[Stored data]
[Start]

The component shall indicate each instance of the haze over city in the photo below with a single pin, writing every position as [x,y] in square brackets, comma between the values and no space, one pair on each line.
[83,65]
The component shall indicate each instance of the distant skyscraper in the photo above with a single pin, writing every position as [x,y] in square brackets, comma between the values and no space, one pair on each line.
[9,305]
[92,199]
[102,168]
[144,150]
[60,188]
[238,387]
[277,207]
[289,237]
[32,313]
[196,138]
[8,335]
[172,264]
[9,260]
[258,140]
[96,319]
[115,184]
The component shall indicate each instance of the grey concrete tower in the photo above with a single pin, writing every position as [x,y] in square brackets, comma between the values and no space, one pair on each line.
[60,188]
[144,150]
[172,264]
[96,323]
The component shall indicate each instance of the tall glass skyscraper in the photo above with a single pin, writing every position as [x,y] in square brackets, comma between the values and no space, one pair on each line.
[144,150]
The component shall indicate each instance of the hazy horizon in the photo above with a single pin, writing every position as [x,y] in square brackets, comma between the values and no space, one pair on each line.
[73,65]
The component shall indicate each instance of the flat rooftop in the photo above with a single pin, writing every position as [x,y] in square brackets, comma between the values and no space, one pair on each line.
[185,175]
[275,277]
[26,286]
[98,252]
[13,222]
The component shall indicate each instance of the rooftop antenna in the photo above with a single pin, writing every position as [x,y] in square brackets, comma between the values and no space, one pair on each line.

[End]

**CHALLENGE:** Please quote all of the items above, word for word.

**EXERCISE OUTPUT:**
The component shall indicate each instance of the haze over city in the photo below with a single pin, writing every position as [x,y] in square brackets, comma between the values and no space, one pair on each line.
[83,65]
The component shall indicate each instance of the distant skyscraper in the photo above with a single pin, writing every position as [x,y] in square brackets, comma between the values and no space, one pair on each line.
[9,305]
[92,199]
[102,168]
[144,150]
[60,188]
[238,387]
[277,207]
[289,237]
[32,313]
[196,138]
[8,335]
[172,264]
[9,260]
[258,140]
[96,319]
[115,184]
The component shall indicate each instance of the grey concrete tower in the photo above with a single pin, writing every position as [x,y] in square brackets, comma between the values and no space, one pair on each line.
[60,188]
[144,150]
[172,264]
[96,323]
The component shall indicate each instance of the tall glass skyscraper in the photo above with a single pin, writing every position as [x,y] in square brackets, comma between the values and no space, one pair on each line.
[144,150]
The component shall indicate each instance of the hazy horizon in the photo above with a single pin, writing every position as [x,y] in square brackets, comma between the values and no space, one pair on each line.
[73,65]
The component shall indicate each instance of the flat rooftop in the photo above with a single pin, writing every position as [x,y] in square brackets, comma between the values and no space, one pair on each line.
[185,175]
[275,277]
[26,286]
[98,252]
[13,222]
The component shall indicate each instance of the rooftop antenna in the photo above with a single pin, writing every position as [x,y] in square brackets, comma between the values and no space, one pair on each line.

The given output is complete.